YOUR TASK: Show every line below that contains the word "each".

PROVIDED DATA:
** start **

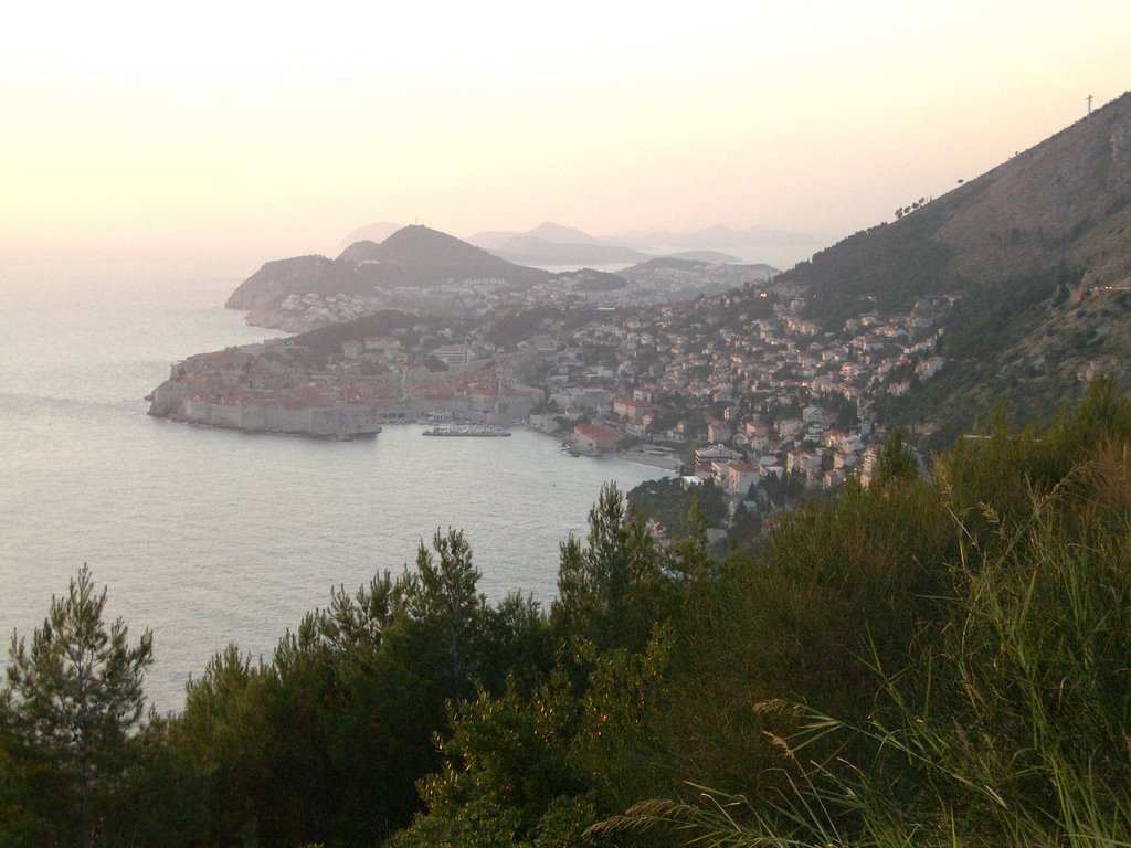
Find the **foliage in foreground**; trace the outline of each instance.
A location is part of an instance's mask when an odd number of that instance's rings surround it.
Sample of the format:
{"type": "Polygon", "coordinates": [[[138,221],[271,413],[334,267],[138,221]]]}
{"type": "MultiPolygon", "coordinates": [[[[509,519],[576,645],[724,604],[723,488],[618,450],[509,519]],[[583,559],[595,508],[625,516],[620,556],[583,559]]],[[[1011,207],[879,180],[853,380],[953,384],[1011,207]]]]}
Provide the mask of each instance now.
{"type": "MultiPolygon", "coordinates": [[[[102,843],[1131,845],[1111,383],[1042,431],[994,417],[931,481],[893,441],[757,557],[713,560],[696,521],[661,547],[613,487],[589,525],[547,613],[487,603],[438,533],[269,663],[218,654],[181,716],[122,713],[102,843]]],[[[74,843],[28,830],[54,749],[5,693],[0,845],[74,843]]]]}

** end **

SOLUTION:
Find the **foliage in foreground**; trace the outline of each instance.
Provide the mask of each instance now.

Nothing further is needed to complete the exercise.